Short exercise 1: Please extract the part of the betting discussion below between "All in all, this" and "with some refinements.", inclusive.
**** Passage provided ****
Definitions here are an issue. Some forecasts are for 2-500 billion dollars in defaults on student loans, which likely would provoke another bailout. Would that count? Does a 0% Fed rate and >0% Treasury rate constitute an ongoing bailout? etc.
All in all, this is a set of predictions that makes me think that I really should go on Intrade. I did manage to double my money at the IEM; at the time I assumed it was because I got lucky on picking McCain and Obama for the nominations, but if this is the best a random LWer can do, even aware of biases, basic data, and the basics of probability...
"While president, Obama will announce support for means testing Social Security - 70%"
I'd be wiling to take those odds, with some refinements.
How about this - I win if before he leaves office I can point to a speech Obama gave in which he advocates means testing Social Security. Otherwise you win. The speech has to be given after today, so you don't fear this is some kind of trick.
If I win I get $100 from you. If you win I give you $233. But with these odds I'm indifferent to making the bet. So for me to be willing to bet I want you to agree that if Obama makes such a speech you have to pay me right away.
That works for me, with one little change. The end of his term needs to be counted as the end of a presidential election he doesn't win, rather than the inauguration of his successor. This is because the reason I don't think its very likely is that the political effects on him would be dire, so if he does it as a lame duck president he has nothing to lose. I'm still willing to take the risk on his second term since even a second-term president is subject to some political forces.
And as a clarification, I take "means testing" to mean increasing or decreasing social security payouts based on a person's assets or income. It also has to apply to US citizens to count.
**** Data provided ****
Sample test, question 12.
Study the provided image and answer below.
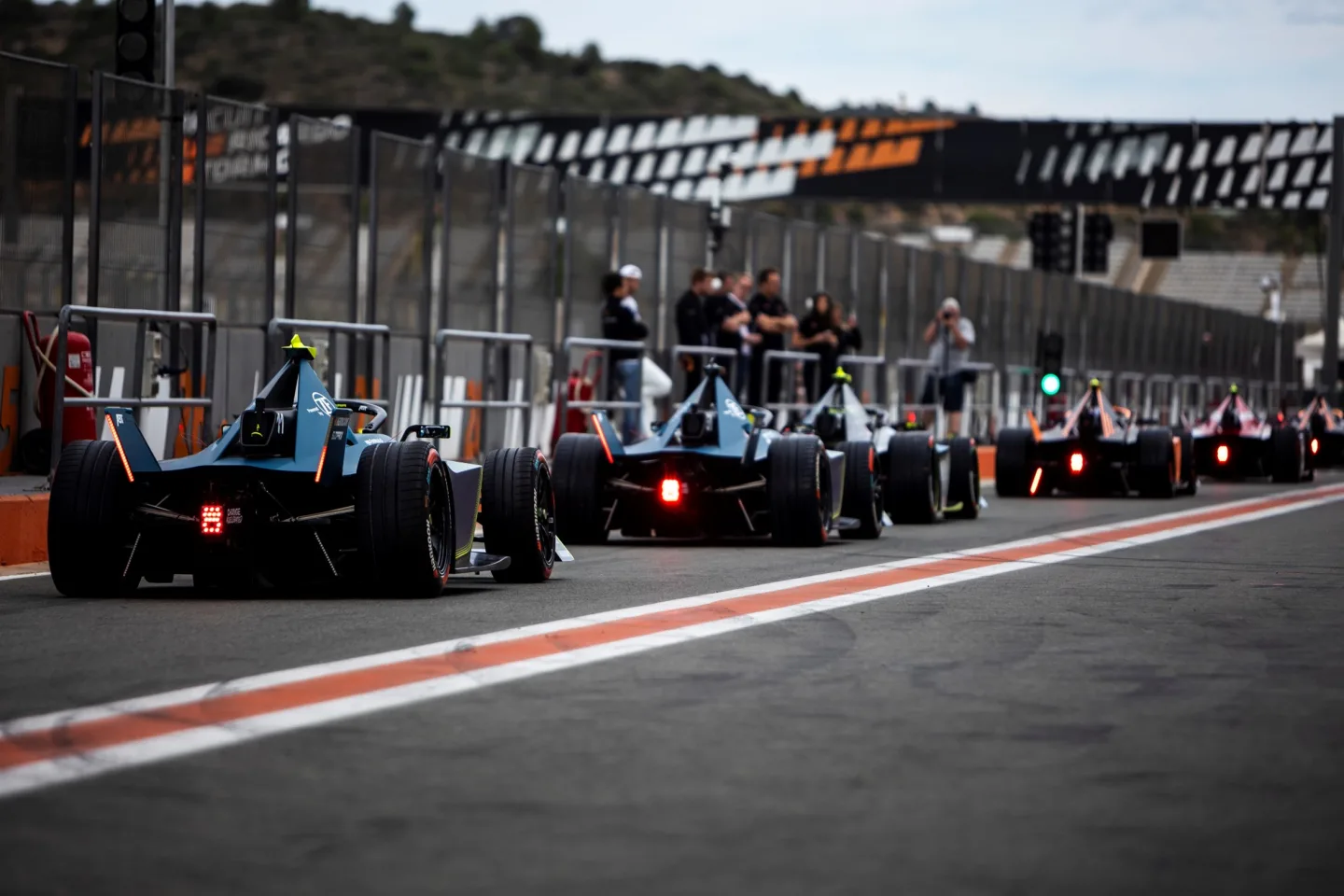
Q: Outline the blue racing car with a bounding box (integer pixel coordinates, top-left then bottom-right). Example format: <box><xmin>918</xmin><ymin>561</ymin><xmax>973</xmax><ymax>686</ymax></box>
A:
<box><xmin>47</xmin><ymin>336</ymin><xmax>571</xmax><ymax>597</ymax></box>
<box><xmin>553</xmin><ymin>364</ymin><xmax>844</xmax><ymax>545</ymax></box>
****
Short exercise 2: Show every line of the listing above that contains the string "ymax".

Correct response 1:
All in all, this is a set of predictions that makes me think that I really should go on Intrade. I did manage to double my money at the IEM; at the time I assumed it was because I got lucky on picking McCain and Obama for the nominations, but if this is the best a random LWer can do, even aware of biases, basic data, and the basics of probability...
"While president, Obama will announce support for means testing Social Security - 70%"
I'd be wiling to take those odds, with some refinements.

Correct response 2:
Q: Outline the blue racing car with a bounding box (integer pixel coordinates, top-left then bottom-right). Example format: <box><xmin>918</xmin><ymin>561</ymin><xmax>973</xmax><ymax>686</ymax></box>
<box><xmin>47</xmin><ymin>336</ymin><xmax>571</xmax><ymax>597</ymax></box>
<box><xmin>553</xmin><ymin>364</ymin><xmax>844</xmax><ymax>545</ymax></box>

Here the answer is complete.